» **What to produce**
Render each line of the rows below as one string in a JSON list, skipping any blank lines.

Data items:
■ ■ ■ ■ ■

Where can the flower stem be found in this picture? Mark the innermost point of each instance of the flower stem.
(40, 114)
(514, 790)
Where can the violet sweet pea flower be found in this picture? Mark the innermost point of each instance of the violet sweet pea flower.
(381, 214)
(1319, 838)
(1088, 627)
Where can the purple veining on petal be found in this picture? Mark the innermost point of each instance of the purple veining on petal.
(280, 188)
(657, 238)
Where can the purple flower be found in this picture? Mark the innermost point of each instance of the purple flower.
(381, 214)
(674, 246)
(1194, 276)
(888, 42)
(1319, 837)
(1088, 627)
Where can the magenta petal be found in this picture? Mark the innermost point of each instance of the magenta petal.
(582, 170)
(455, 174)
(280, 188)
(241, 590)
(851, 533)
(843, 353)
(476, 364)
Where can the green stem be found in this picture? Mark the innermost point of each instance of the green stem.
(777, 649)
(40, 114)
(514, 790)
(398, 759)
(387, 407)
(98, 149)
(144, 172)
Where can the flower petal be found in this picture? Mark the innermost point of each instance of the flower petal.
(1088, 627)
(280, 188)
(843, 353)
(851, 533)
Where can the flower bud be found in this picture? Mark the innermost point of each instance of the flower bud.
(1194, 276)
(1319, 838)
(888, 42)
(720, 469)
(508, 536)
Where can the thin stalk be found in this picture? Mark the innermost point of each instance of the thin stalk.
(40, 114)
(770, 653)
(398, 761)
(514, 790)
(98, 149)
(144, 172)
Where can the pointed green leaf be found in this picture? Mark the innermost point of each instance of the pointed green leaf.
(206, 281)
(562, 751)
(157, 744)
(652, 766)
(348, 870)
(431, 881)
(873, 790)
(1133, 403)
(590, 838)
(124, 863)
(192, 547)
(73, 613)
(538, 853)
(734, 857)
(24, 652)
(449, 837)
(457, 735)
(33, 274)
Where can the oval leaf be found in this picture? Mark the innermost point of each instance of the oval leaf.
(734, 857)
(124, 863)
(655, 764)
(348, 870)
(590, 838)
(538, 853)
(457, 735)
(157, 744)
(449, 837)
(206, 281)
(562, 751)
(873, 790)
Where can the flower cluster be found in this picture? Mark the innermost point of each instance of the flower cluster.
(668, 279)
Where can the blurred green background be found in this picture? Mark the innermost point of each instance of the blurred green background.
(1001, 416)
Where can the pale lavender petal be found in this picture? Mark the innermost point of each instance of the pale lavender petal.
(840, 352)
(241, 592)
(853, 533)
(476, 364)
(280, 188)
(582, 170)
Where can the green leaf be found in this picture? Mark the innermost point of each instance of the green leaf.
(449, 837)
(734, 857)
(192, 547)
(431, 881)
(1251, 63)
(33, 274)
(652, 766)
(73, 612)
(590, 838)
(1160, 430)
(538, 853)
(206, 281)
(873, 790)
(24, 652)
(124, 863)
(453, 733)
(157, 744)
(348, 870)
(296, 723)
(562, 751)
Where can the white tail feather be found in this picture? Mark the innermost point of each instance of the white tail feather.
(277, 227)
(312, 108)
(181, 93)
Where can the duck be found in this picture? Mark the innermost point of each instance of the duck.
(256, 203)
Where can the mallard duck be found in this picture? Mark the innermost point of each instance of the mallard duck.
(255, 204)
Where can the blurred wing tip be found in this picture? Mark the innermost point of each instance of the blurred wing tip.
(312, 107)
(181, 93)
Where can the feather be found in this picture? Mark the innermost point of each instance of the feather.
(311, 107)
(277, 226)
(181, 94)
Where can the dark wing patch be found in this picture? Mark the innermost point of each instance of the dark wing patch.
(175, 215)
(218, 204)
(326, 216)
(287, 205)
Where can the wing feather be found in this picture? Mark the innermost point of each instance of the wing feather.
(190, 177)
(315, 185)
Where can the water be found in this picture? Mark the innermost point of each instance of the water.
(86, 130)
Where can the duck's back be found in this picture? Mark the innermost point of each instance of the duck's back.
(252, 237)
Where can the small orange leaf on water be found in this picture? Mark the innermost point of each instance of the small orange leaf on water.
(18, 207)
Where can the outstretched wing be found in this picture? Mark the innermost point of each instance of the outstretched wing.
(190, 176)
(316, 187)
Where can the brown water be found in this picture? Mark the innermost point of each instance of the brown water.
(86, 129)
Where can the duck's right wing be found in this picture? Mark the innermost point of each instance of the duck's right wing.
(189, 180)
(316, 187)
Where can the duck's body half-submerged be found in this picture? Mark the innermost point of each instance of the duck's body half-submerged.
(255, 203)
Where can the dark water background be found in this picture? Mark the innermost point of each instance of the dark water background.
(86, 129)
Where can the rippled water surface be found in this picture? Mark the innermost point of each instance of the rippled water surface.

■ ■ ■ ■ ■

» **Output below**
[
  "Where can the flower stem be found in this picture? Mark the innermost point of each instance of the flower stem.",
  "(40, 114)",
  "(514, 790)",
  "Where can the violet sweet pea flower be found in this picture? Mark the innermost point of each instance of the violet sweet pea flower.",
  "(381, 214)",
  "(1319, 838)",
  "(1088, 627)",
  "Where can the purple veining on petal be found in this picture? Mark the innermost point of each instance of the purple veining on petal.",
  "(280, 188)",
  "(657, 238)",
  "Where can the purple flower be found in this picture? Mark the innermost point of each instance of the purple flower.",
  "(381, 214)",
  "(674, 246)",
  "(1194, 276)",
  "(888, 42)",
  "(1319, 837)",
  "(1088, 627)",
  "Where can the magenta petal be found in this picture? Mark the innermost point of each instance of the magenta petal.",
  "(582, 170)",
  "(455, 174)",
  "(280, 188)",
  "(241, 590)",
  "(851, 533)",
  "(843, 353)",
  "(476, 364)",
  "Where can the green stem be found in this picture? Mark the innermost point of each instance of the green stem.",
  "(777, 649)",
  "(40, 114)",
  "(514, 790)",
  "(398, 759)",
  "(387, 407)",
  "(98, 149)",
  "(144, 172)",
  "Where can the flower petal be found in this picture? Mark the innermost point of each instance of the flower petal.",
  "(1088, 627)",
  "(280, 188)",
  "(843, 353)",
  "(851, 533)",
  "Where can the flower bud be found in this picture? Mark the innermost point of each instance of the flower bud.",
  "(1194, 276)",
  "(1319, 838)",
  "(888, 42)",
  "(720, 469)",
  "(508, 536)",
  "Where can the thin stalk be found in this picture? Mark the innermost point of each instance of the thin stalk.",
  "(40, 114)",
  "(770, 653)",
  "(398, 761)",
  "(514, 790)",
  "(98, 149)",
  "(144, 172)",
  "Where can the pointed green leaf be found in this picture? Mark the innermost point of each instance of the pointed green leaf.",
  "(206, 281)",
  "(562, 751)",
  "(157, 744)",
  "(652, 766)",
  "(348, 870)",
  "(431, 881)",
  "(873, 790)",
  "(1133, 403)",
  "(590, 838)",
  "(124, 863)",
  "(192, 547)",
  "(73, 613)",
  "(538, 853)",
  "(734, 857)",
  "(24, 652)",
  "(449, 837)",
  "(457, 735)",
  "(33, 274)",
  "Where can the oval leaf be found in this picture? Mark the innermost point of each instance of the oval leaf.",
  "(734, 857)",
  "(124, 863)",
  "(655, 764)",
  "(348, 870)",
  "(590, 838)",
  "(538, 853)",
  "(457, 735)",
  "(157, 744)",
  "(449, 837)",
  "(206, 281)",
  "(562, 751)",
  "(873, 790)",
  "Where can the flower cluster be found in this picture? Mark the innermost point of each instance of the flower cluster.",
  "(668, 279)",
  "Where can the blurred green background be found in this picture? Mark the innermost point of each instance of the blurred green background.",
  "(1001, 416)",
  "Where can the pale lavender petal be found in this picture? Mark the innermost point of each instance of the pale lavender petal.",
  "(840, 352)",
  "(241, 592)",
  "(853, 533)",
  "(476, 364)",
  "(280, 188)",
  "(582, 170)",
  "Where can the green leaf be found in this picture? Mark the innermost point of each instance of the green leaf.",
  "(449, 837)",
  "(734, 857)",
  "(192, 547)",
  "(431, 881)",
  "(1251, 63)",
  "(33, 274)",
  "(652, 766)",
  "(73, 612)",
  "(590, 838)",
  "(1160, 430)",
  "(538, 853)",
  "(206, 281)",
  "(873, 790)",
  "(24, 652)",
  "(124, 863)",
  "(453, 733)",
  "(157, 744)",
  "(348, 870)",
  "(296, 723)",
  "(562, 751)",
  "Where can the white tail feather be found in this picture? Mark the innermost point of each instance of the white tail feather.",
  "(277, 227)",
  "(312, 108)",
  "(181, 93)",
  "Where can the duck be found in this picture? Mark the innermost point of each instance of the duck.",
  "(256, 203)",
  "Where can the mallard duck be found in this picture? Mark the innermost point of each instance of the mallard duck.",
  "(255, 204)",
  "Where can the blurred wing tip be found in this picture? Mark the innermost point of each instance of the blurred wing tip.",
  "(312, 107)",
  "(181, 93)",
  "Where can the feather be found in this picture? Mark the innermost point of each instance of the feather.",
  "(311, 107)",
  "(277, 226)",
  "(181, 94)",
  "Where can the dark wing patch be found in this picture? Mark the innermost point of each instance of the dark wing patch.",
  "(175, 215)",
  "(218, 204)",
  "(326, 216)",
  "(287, 205)",
  "Where can the wing feather be found in this picture? Mark the innermost point of each instance of the wing feather.",
  "(190, 177)",
  "(315, 185)",
  "Where can the water be found in this picture? Mark the innermost point of each instance of the water.",
  "(86, 130)",
  "Where can the duck's back be found in this picture? Mark the innermost point of each instance of the duck's back.",
  "(252, 237)",
  "Where can the small orange leaf on water be found in this picture? Mark the innermost point of each instance of the small orange leaf on water.",
  "(18, 207)",
  "Where can the outstretched wing be found in this picture? Mark the innermost point of each instance of the outstretched wing.",
  "(190, 176)",
  "(316, 187)",
  "Where can the brown water be found in this picture? Mark the innermost point of each instance of the brown water.",
  "(86, 129)",
  "Where can the duck's right wing be found in this picture? Mark the innermost point of each instance of the duck's right wing.",
  "(189, 180)",
  "(316, 187)",
  "Where can the duck's body half-submerged be found in this picture? Mark the innermost point of each instance of the duck's body half-submerged.",
  "(255, 203)",
  "Where can the dark water background be found in this picture? Mark the innermost point of each instance of the dark water background.",
  "(86, 129)",
  "Where can the rippled water surface be found in this picture? Mark the innermost point of each instance of the rippled water surface."
]